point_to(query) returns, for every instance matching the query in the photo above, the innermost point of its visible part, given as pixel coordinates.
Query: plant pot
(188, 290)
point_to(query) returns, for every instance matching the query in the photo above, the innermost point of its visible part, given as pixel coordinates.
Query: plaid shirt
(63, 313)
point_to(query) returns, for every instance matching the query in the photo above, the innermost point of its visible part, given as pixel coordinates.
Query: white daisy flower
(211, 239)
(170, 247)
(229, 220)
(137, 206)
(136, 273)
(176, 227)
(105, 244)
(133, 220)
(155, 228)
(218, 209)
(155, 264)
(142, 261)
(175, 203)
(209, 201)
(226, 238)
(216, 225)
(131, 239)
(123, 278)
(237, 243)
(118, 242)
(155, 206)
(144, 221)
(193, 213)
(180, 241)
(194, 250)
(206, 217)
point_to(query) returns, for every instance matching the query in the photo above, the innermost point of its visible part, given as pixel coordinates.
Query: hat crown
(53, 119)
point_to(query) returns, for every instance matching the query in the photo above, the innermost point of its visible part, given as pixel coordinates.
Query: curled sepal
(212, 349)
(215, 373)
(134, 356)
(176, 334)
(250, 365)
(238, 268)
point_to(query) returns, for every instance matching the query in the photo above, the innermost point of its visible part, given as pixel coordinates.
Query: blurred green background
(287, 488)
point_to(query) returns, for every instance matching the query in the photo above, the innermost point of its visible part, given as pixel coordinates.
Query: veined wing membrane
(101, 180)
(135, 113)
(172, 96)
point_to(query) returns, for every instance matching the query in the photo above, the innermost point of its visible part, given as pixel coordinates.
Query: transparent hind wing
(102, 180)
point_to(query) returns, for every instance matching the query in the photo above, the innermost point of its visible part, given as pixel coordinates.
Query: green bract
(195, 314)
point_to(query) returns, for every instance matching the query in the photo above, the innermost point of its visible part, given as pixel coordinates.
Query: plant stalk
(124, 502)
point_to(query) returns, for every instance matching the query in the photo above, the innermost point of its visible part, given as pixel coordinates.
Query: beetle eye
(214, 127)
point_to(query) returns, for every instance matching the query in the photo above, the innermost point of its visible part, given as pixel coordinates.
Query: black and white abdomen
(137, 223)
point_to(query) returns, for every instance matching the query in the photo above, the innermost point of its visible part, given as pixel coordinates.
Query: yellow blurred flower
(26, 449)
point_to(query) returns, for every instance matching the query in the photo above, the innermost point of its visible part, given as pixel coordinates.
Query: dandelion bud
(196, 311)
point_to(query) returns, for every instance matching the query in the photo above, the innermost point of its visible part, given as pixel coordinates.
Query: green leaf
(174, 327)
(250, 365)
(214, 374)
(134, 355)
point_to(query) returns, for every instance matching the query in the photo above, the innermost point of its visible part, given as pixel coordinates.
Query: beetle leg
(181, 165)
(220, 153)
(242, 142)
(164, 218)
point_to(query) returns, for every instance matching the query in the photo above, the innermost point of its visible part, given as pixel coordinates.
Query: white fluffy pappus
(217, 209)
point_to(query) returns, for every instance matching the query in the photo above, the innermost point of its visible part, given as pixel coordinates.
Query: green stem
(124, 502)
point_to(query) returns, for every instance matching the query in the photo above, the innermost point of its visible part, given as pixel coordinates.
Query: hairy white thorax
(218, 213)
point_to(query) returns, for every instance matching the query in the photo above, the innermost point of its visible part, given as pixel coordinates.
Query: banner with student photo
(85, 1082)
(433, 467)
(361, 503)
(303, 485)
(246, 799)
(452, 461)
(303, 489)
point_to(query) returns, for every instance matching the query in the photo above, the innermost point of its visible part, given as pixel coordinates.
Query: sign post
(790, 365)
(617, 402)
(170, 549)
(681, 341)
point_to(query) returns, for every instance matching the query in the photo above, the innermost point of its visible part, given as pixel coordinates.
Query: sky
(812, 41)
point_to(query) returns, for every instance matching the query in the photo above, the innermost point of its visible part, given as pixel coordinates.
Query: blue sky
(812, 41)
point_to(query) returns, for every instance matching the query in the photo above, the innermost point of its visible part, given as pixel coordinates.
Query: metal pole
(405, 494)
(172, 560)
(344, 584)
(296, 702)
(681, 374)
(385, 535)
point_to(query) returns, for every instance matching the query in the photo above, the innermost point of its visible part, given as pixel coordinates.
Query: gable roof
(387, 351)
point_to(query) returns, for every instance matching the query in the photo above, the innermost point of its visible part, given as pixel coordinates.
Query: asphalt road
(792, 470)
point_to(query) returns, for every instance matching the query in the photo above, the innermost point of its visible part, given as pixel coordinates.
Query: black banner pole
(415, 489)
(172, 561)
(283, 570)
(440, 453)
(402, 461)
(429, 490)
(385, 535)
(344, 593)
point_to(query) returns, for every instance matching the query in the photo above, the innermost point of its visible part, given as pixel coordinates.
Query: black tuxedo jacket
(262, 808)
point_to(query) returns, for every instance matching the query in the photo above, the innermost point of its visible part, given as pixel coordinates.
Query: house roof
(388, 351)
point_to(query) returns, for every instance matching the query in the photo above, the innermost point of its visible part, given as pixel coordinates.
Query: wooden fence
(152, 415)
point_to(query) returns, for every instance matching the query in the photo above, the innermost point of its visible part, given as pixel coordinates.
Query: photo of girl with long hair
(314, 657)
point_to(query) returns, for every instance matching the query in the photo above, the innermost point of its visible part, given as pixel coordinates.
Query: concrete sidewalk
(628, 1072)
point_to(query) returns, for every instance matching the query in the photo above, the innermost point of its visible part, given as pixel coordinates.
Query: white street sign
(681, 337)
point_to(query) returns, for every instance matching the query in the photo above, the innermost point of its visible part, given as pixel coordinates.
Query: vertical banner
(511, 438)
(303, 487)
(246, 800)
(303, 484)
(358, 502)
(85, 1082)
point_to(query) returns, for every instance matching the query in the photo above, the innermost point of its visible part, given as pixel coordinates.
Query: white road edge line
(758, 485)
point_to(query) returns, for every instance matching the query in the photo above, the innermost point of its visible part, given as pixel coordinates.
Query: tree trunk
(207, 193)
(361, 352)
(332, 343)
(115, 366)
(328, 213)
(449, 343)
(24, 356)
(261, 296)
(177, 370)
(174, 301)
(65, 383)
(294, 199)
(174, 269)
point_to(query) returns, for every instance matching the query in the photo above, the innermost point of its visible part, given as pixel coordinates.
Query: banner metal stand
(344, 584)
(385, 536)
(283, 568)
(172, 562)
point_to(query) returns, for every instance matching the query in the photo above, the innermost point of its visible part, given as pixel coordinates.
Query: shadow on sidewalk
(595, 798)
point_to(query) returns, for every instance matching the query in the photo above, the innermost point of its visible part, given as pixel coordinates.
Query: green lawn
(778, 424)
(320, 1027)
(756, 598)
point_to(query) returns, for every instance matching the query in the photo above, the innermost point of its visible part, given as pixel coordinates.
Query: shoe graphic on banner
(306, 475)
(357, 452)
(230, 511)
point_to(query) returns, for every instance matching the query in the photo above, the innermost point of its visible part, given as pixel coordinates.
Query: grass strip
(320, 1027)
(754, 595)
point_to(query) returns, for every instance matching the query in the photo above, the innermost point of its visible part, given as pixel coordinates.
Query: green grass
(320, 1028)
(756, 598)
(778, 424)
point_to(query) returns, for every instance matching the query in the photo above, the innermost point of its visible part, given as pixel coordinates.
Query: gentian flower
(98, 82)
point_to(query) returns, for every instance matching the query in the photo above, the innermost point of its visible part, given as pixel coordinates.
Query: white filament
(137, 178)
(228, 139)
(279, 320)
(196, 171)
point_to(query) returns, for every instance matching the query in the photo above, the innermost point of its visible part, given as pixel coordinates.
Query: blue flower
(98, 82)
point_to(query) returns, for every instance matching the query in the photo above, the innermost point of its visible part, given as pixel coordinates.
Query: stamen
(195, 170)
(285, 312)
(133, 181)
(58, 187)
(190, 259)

HOW TO COMPLETE THIS TASK:
Transcribe the data above completely and exactly.

TASK SOLUTION:
point_to(query) returns, for every instance matching the query in the photo above, the innermost point of its visible part, given as pixel coordinates.
Query: plant pot
(188, 290)
point_to(query) returns, for every instance matching the query in the photo above, the innermost point of its visible part, given as pixel coordinates.
Query: plaid shirt
(63, 313)
point_to(query) returns, for every instance matching the query in the photo above, the innermost point of its visible part, given as pixel coordinates.
Query: white daisy flower
(211, 239)
(170, 247)
(229, 220)
(137, 206)
(136, 273)
(176, 227)
(105, 244)
(133, 220)
(155, 228)
(218, 209)
(155, 264)
(142, 261)
(175, 203)
(209, 201)
(226, 238)
(216, 225)
(131, 239)
(123, 278)
(237, 243)
(118, 242)
(155, 206)
(144, 221)
(193, 213)
(180, 241)
(194, 250)
(206, 217)
point_to(query) returns, for every instance matching the query in the photo above, the innermost point of its visible part, given as pixel coordinates.
Query: hat crown
(53, 119)
point_to(query) returns, for every instance matching the query in the photo above, the innermost point of its visible part, given as pixel coordinates.
Query: curled sepal
(212, 349)
(215, 373)
(134, 356)
(176, 334)
(250, 365)
(238, 268)
point_to(query) returns, for every instance matching the query in the photo above, the innermost point of its visible part, given as pixel coordinates.
Query: blurred green background
(287, 488)
point_to(query) returns, for every instance matching the query in the photo above, the innermost point of its visible part, given as pixel coordinates.
Query: veined wing membrane
(101, 180)
(135, 113)
(172, 96)
point_to(query) returns, for every instance matching the query in the photo above, the innermost point of its visible part, given as pixel coordinates.
Query: transparent hind wing
(102, 180)
point_to(query) returns, for every instance matching the query in the photo above, the innermost point of its visible part, given as pixel coordinates.
Query: green bract
(195, 314)
point_to(query) returns, for every instance matching the query in the photo above, the innermost point of its visible part, given as pixel coordinates.
Query: plant stalk
(124, 502)
point_to(query) returns, for every instance matching the query in the photo above, the innermost point of its visible part, given as pixel coordinates.
Query: beetle eye
(214, 127)
point_to(query) returns, for every instance matching the query in the photo above, the innermost point of its visible part, given as pixel coordinates.
Query: black and white abdomen
(137, 223)
point_to(query) returns, for every instance matching the query in the photo above, the innermost point of its visible part, given as pixel coordinates.
Query: yellow blurred flower
(26, 449)
point_to(query) returns, for every instance matching the query in the photo above, the innermost point of its visible part, given as pixel coordinates.
Query: dandelion bud
(196, 311)
point_to(query) returns, for every instance matching the query in the photo above, the innermost point of its visible part, given as pixel coordinates.
Query: green leaf
(174, 327)
(250, 365)
(214, 374)
(134, 355)
point_to(query) returns, for every instance matching the query in the photo above, the innermost point of its visible part, given as pixel coordinates.
Query: beetle leg
(181, 165)
(220, 153)
(242, 142)
(164, 218)
point_to(query) returns, for every instance matching the query in the photo above, the innermost point of its visible part, given as pixel coordinates.
Query: white fluffy pappus
(217, 209)
point_to(query) returns, for every instance matching the query in the photo above, the innermost point of its visible part, given as pixel coordinates.
Query: green stem
(124, 502)
point_to(query) returns, for every instance matching the query in the photo above, the innermost point of its visible part, given as pixel coordinates.
Query: hairy white thorax
(218, 213)
point_to(query) returns, for every instance matching the query in the photo above, the innermost point of its visible part, given as pixel coordinates.
Query: banner with student photo
(85, 1082)
(433, 467)
(361, 503)
(303, 485)
(246, 799)
(452, 461)
(303, 489)
point_to(query) returns, for every instance matching the query in the photo above, the innermost point of its visible part, given as pixel coordinates.
Query: sign post
(790, 365)
(617, 402)
(170, 549)
(681, 341)
point_to(query) returns, for every instance matching the query in the photo above, the innermost point of its visible part, given as pixel coordinates.
Query: sky
(812, 41)
point_to(query) returns, for every instance matching the query in the photo above, the innermost point of its visible part, given as pixel coordinates.
Query: blue sky
(812, 41)
point_to(query) returns, for every instance matching the query in the photo above, the innermost point of its visible part, given as pixel coordinates.
Query: metal pole
(405, 494)
(172, 560)
(344, 584)
(296, 702)
(681, 374)
(385, 535)
point_to(query) returns, for every instance matching the query in the photo above, the innermost point of its visible part, given as pixel coordinates.
Query: gable roof
(387, 351)
point_to(query) returns, for every instance matching the query in the photo above, the innermost point of its visible part, given as pixel coordinates.
Query: asphalt road
(792, 470)
point_to(query) returns, for every instance matching the query in the photo above, the innermost point of its visible part, given as pixel coordinates.
Query: black banner pole
(415, 489)
(172, 561)
(283, 570)
(440, 453)
(402, 461)
(429, 490)
(385, 535)
(344, 593)
point_to(query) returns, for every instance matching the query in the photo above, the innermost point of its visible part, given as pixel coordinates.
Query: black tuxedo jacket
(262, 808)
point_to(query) returns, for every instance matching the query in the photo above, the innermost point of its visible part, given as pixel coordinates.
Query: house roof
(388, 351)
point_to(query) returns, for every instance matching the query in the photo above, the innermost point of its visible part, given as pixel coordinates.
Query: wooden fence
(152, 415)
point_to(query) returns, for every instance matching the query in the photo above, the innermost point of its visible part, given as pixel coordinates.
Query: photo of girl with long hair
(314, 657)
point_to(query) returns, for every instance matching the query in the photo above, the innermost point of its visible part, given as pixel coordinates.
Query: concrete sidewalk
(628, 1072)
point_to(query) returns, for every instance matching the query in the photo above, the innermost point of its visible part, given as pixel coordinates.
Query: white street sign
(681, 337)
point_to(query) returns, for every instance matching the query in the photo above, the innermost point of its visible part, given as pixel coordinates.
Query: vertical banner
(511, 438)
(303, 487)
(246, 800)
(303, 484)
(358, 502)
(85, 1082)
point_to(query) returns, for every instance matching the query in the photo above, the innermost point of its visible part, given as pixel coordinates.
Query: white road edge line
(758, 485)
point_to(query) returns, for every instance matching the query in the photo above, the innermost point of its visible part, given as pixel coordinates.
Query: tree trunk
(207, 193)
(361, 352)
(332, 343)
(115, 366)
(328, 213)
(449, 343)
(24, 356)
(261, 296)
(177, 370)
(174, 301)
(65, 383)
(294, 199)
(174, 269)
point_to(query) returns, for every instance matching the query in the photo above, the innermost point of its visible part, given as pixel coordinates.
Query: banner metal stand
(344, 584)
(385, 536)
(283, 568)
(172, 562)
point_to(query) returns, for every instance matching the query in the photo above, the innermost point of its visible part, given as pixel coordinates.
Query: shadow on sidewalk
(595, 798)
point_to(query) returns, for every instance matching the query in the photo above, the innermost point of its visible part, given as pixel coordinates.
Query: green lawn
(778, 424)
(320, 1027)
(756, 598)
point_to(query) returns, for every instance matching the query in the photo above, the innermost point of its visible part, given as pixel coordinates.
Query: shoe graphic on banner
(306, 475)
(357, 452)
(230, 511)
point_to(query) returns, for every instance matching the query in the photo above, the innermost point of its visible part, given as pixel coordinates.
Query: grass strip
(320, 1027)
(754, 595)
point_to(query) returns, for every instance matching the query in the photo above, the innermost point of its visible part, given as pixel coordinates.
Query: green grass
(320, 1028)
(756, 598)
(778, 424)
point_to(query) returns, for every instance matching the query in the photo above, the innermost point of its visible part, given as pixel coordinates.
Query: gentian flower
(98, 82)
point_to(query) returns, for every instance matching the query in the photo above, the innermost point of its visible part, given as pixel coordinates.
Query: white filament
(137, 178)
(228, 139)
(279, 320)
(196, 171)
point_to(query) returns, for every instance matching the query in the photo above, the innermost point of its visible part, given as pixel coordinates.
Query: blue flower
(98, 82)
point_to(query) returns, for every instance matching the query in the photo above, the innermost point of its visible part, given as pixel coordinates.
Query: stamen
(195, 170)
(285, 312)
(133, 181)
(58, 187)
(190, 259)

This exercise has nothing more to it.